§ Selected extract
::::::
Currently, more than 400,000 employers use the program and in the past year more than 20 million employment verification queries have been made using E-verify. While the program is still voluntary for most employers, many states have passed laws making compliance with E-verify mandatory for some businesses.

Aged-Out Beneficiaries Win in Latest CSPA Ruling

Thousands of aged-out children will no longer have to wait at the back of the line for a green card. That is, if the government relents and concedes that it had been wrongly and unfairly interpreting the law for a long time.

In a recent ruling that will have far-reaching consequences, the Ninth Circuit Court of Appeals held that derivative beneficiaries of all types of family petitions could retain the priority date of the original petition filed on behalf of their parents.

This is the latest in a legal saga that revolves around a key provision of the Child Status Protection Act.

The CSPA calculates a child’s age using a formula which takes into account the government’s delays in processing a visa petition. If even after the age-reducing computation, a child’s age is still 21 or over, Section 1153(h)(3) still preserves the aged-out child’s chances for a green card by allowing the petition to be automatically converted to the appropriate category. It also allows the child to retain the original priority date.

This way, aged-out children get credit for the years or even decades that they and their parents waited to reach the front of the line for an immigrant visa.

But the USCIS has interpreted this provision narrowly and said that automatic conversion and priority date retention did not apply to derivative beneficiaries of F3 (married sons and daughters of U.S. citizens) and F4 (brothers and sisters of U.S. citizens) petitions.
::::::
§ What this exercise asks
a) Reproduce the CSPA article word for word, starting with "In a recent" and going on through "Status Protection Act.".
b) In the CSPA article, which court held that derivative beneficiaries of all types of family petitions could retain the priority date of the original petition?
c) Could you extend the CSPA article, picking up after its final sentence about how the USCIS interpreted the provision?
Nothing in the records is required for working with the CSPA article.

[Segmentation mask data]
::::::
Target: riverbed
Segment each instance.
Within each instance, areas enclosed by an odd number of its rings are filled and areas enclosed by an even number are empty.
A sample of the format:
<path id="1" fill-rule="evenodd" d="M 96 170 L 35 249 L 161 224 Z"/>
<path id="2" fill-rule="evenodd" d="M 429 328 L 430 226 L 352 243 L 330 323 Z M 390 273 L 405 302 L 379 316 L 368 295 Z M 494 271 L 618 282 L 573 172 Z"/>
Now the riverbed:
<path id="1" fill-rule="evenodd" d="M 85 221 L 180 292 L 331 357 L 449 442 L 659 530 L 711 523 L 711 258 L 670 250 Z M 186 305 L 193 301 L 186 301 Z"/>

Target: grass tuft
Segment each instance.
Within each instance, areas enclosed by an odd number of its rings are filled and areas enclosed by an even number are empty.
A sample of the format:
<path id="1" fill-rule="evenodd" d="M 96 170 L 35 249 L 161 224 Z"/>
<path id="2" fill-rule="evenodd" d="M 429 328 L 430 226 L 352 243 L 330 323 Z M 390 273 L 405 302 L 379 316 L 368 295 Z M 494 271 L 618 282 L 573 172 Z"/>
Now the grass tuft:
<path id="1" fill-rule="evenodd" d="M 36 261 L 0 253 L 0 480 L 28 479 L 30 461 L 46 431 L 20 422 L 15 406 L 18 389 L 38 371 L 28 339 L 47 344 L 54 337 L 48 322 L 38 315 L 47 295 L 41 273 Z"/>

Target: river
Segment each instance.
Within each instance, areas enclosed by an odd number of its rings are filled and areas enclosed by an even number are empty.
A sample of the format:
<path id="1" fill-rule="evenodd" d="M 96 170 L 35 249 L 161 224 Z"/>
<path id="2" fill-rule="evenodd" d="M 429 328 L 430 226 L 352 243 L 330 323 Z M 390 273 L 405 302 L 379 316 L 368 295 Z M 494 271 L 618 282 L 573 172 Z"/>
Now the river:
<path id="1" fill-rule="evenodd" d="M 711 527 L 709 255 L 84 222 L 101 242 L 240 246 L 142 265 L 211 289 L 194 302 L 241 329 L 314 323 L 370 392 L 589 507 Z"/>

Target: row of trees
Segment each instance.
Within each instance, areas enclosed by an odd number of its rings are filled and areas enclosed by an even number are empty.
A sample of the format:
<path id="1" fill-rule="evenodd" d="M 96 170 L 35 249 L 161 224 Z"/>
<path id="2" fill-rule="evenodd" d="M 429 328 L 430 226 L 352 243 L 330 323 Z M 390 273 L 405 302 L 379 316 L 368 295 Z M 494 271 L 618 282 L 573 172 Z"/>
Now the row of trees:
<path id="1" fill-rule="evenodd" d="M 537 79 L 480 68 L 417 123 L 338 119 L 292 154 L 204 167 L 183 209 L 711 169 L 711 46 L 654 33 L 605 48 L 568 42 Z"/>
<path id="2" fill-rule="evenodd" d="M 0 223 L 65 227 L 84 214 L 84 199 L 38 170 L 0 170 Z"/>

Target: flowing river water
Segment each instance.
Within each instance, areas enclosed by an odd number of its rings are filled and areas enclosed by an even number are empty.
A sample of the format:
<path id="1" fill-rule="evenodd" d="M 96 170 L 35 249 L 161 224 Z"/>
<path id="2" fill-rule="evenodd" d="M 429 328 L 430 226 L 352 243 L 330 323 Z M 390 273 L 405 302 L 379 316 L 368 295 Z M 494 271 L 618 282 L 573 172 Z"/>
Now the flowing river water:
::::::
§ Responses by task
a)
In a recent ruling that will have far-reaching consequences, the Ninth Circuit Court of Appeals held that derivative beneficiaries of all types of family petitions could retain the priority date of the original petition filed on behalf of their parents.

This is the latest in a legal saga that revolves around a key provision of the Child Status Protection Act.

b) The Ninth Circuit Court of Appeals.

c)
The plaintiffs in the case De Osorio v. Mayorkas were derivative beneficiaries of F3 and F4 visa petitions. One of the plaintiffs, Cuellar de Osorio, was the primary beneficiary of an F3 petition filed by her U.S. citizen mother with a priority date of May 1998. Her son at the time was 13 years old. When a visa became available in November 2005, her son had aged out and became ineligible for an immigrant visa. After she immigrated to the U.S., she filed an F2B (unmarried son or daughter of permanent resident) petition for her son in August 2006 and requested that he retain the 1998 priority date. The USCIS denied her request.

Plaintiff Costelo was also the beneficiary of an F3 petition filed by her U.S. citizen mother in 1990. Her daughters had aged out when the priority date became current in 2004. She filed F2B petitions for her daughters and requested retention of the 1990 priority date.

Plaintiff Ong was the beneficiary of an F4 petition by his U.S. citizen sister in 1981. His daughters, who were 2 and 4 years old at the time of the petition, had aged out when a visa became available in 2002. In 2005, Ong filed F2B petitions for them and requested retention of the 1981 priority date. The USCIS did not respond to Ong’s and Costelo’s requests.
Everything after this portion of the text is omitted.